# TRY IT
With no addition or omission, return the entries below.
[Opening INPUT section]
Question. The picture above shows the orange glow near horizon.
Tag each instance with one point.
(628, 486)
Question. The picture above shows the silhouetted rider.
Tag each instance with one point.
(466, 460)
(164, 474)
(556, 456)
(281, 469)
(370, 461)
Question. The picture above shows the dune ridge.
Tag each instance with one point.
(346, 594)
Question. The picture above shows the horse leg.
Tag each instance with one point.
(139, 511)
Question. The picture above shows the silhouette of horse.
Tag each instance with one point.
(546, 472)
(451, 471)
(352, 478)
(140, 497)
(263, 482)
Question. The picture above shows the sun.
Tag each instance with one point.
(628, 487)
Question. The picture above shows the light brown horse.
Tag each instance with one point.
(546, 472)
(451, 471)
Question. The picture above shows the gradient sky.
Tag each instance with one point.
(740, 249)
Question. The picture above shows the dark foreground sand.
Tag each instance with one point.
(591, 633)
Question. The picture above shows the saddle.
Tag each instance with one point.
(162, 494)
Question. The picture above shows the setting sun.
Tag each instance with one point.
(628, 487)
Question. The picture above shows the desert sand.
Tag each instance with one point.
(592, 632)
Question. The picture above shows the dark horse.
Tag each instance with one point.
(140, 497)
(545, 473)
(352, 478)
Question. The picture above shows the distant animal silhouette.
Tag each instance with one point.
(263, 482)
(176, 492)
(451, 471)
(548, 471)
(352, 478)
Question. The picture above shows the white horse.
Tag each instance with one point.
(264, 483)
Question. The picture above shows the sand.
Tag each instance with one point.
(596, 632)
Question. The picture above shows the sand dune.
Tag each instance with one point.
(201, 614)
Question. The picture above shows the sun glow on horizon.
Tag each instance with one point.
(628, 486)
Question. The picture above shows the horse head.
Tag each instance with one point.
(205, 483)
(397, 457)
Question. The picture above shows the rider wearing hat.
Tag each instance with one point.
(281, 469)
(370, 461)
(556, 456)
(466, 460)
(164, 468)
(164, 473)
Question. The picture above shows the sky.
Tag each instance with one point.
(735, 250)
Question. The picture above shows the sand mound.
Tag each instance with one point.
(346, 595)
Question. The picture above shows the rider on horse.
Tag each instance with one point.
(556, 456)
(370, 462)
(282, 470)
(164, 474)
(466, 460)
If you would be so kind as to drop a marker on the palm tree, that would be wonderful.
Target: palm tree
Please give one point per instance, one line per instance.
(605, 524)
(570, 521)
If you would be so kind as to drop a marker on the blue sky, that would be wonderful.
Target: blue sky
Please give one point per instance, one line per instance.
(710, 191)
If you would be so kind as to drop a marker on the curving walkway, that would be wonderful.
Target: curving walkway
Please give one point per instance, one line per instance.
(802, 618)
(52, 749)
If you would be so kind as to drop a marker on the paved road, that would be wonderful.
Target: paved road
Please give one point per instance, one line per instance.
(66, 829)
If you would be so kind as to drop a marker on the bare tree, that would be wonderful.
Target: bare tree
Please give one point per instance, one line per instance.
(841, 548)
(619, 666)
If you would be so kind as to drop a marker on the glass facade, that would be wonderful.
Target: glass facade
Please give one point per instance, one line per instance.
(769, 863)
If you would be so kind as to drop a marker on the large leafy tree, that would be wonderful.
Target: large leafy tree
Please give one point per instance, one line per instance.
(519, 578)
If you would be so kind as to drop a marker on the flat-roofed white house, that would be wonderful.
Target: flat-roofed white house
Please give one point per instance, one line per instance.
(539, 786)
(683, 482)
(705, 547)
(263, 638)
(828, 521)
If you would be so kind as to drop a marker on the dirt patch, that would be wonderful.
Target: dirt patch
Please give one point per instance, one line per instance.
[Closing INPUT section]
# SOLUTION FOR THIS TASK
Question. The picture above shows the orange glow near horizon.
Tag each instance with one point.
(628, 486)
Question. The picture above shows the silhouetted rider.
Tag each instance with one point.
(466, 460)
(164, 474)
(556, 456)
(281, 469)
(370, 461)
Question. The picture above shows the dune ridge.
Tag each instance with one point.
(346, 594)
Question. The picture above shows the horse leg.
Tag each instance with one point.
(139, 511)
Question. The picture above shows the silhouette of horse.
Tag each instance with one point.
(546, 472)
(451, 471)
(352, 478)
(140, 497)
(263, 482)
Question. The picture above shows the sun.
Tag each instance with one point.
(628, 487)
Question. The picture above shows the light brown horse.
Tag each instance with one point.
(546, 472)
(451, 471)
Question. The picture above shows the gradient sky.
Tag each instance with one point.
(740, 249)
Question. The picture above shows the dark foreground sand.
Tag each instance with one point.
(591, 633)
Question. The picture above shows the saddle.
Tag each instance with one point.
(162, 494)
Question. The picture above shows the setting sun.
Tag each instance with one point.
(628, 487)
Question. The picture above shows the desert sand.
Tag each instance with one point.
(592, 632)
Question. The picture above shows the dark horse.
Tag each instance with one point.
(140, 497)
(545, 473)
(352, 478)
Question. The picture above shows the distant animal silhouette.
Tag each instance with one point.
(263, 482)
(176, 492)
(451, 471)
(548, 471)
(352, 478)
Question. The picture above shows the white horse.
Tag each instance with one point.
(264, 483)
Question. The picture above shows the sand.
Tag each instance with one point.
(596, 632)
Question. The picture above shows the sand dune.
Tag each instance with one point.
(201, 614)
Question. The picture above shows the sun glow on horizon.
Tag each instance with one point.
(628, 486)
Question. The picture above shows the horse head.
Tag each instance with one point.
(205, 483)
(397, 457)
Question. The picture above shows the rider wearing hat.
Tag each instance with one point.
(281, 469)
(370, 461)
(556, 456)
(466, 460)
(164, 468)
(164, 473)
Question. The picture above shows the sky.
Tag each instance with one point.
(735, 250)
Question. The picture above shows the sand mound.
Tag each instance with one point.
(346, 595)
Question. The picture above shows the rider on horse.
Tag each instance with one point.
(556, 456)
(370, 462)
(282, 470)
(164, 474)
(466, 460)
If you would be so kind as to drop a marker on the palm tree, that would be wonderful.
Target: palm tree
Please give one point per instance, one line per instance.
(605, 524)
(570, 521)
If you would be so kind as to drop a marker on the blue sky, that would be wonderful.
Target: blue sky
Please give one point per instance, one line per instance.
(710, 191)
If you would be so kind as to drop a marker on the curving walkway, that would be wonderful.
Target: curving walkway
Please give one point per instance, one line per instance.
(802, 618)
(52, 749)
If you would be so kind as to drop a marker on the paved road, that would be wonderful.
Target: paved road
Please give one point per instance, one line per instance.
(66, 829)
If you would be so kind as to drop a marker on the bare tree, that would be wonderful.
Target: bare tree
Please give one point per instance, one line per instance.
(841, 548)
(619, 666)
If you would be so kind as to drop a marker on the glass facade, that would be wonderful.
Target: glass facade
Please give one point per instance, one line per instance.
(769, 863)
If you would be so kind as to drop a marker on the large leafy tree, that would be wonderful.
Target: large leafy tree
Please give one point per instance, one line per instance.
(519, 578)
If you would be so kind as to drop a marker on the flat-roofed white house, that would be wonderful.
Target: flat-roofed white house
Please give one point per instance, one line per instance.
(539, 786)
(683, 482)
(705, 547)
(263, 638)
(828, 521)
If you would be so kind as to drop a marker on the dirt patch, that would be wonderful.
Target: dirt patch
Please give one point per instance, one line per instance.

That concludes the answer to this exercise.